▶ **Work request**
Track down each line below containing the string "petal" and copy it.

** Opening Information given block **

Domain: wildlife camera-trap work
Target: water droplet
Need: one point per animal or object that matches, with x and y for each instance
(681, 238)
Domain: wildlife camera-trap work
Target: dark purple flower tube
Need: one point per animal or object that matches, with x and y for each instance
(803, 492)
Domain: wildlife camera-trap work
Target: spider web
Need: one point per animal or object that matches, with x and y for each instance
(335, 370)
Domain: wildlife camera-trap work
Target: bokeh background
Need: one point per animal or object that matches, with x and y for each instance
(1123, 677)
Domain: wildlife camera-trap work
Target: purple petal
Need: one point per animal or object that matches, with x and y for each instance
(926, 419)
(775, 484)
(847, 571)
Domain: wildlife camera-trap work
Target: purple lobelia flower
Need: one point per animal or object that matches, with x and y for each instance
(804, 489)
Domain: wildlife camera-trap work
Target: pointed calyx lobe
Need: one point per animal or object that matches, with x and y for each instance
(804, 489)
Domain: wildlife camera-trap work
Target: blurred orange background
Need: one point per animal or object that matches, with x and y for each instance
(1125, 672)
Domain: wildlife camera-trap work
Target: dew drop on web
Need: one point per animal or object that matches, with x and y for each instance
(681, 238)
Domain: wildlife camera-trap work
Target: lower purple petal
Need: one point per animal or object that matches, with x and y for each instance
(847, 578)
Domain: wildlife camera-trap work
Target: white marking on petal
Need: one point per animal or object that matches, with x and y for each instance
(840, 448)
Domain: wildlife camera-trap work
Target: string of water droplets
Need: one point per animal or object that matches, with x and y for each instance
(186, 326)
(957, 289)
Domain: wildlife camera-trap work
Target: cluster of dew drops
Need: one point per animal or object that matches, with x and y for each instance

** Closing Information given block **

▶ **Response**
Target: purple petal
Target: lower purple petal
Target: white marking on petal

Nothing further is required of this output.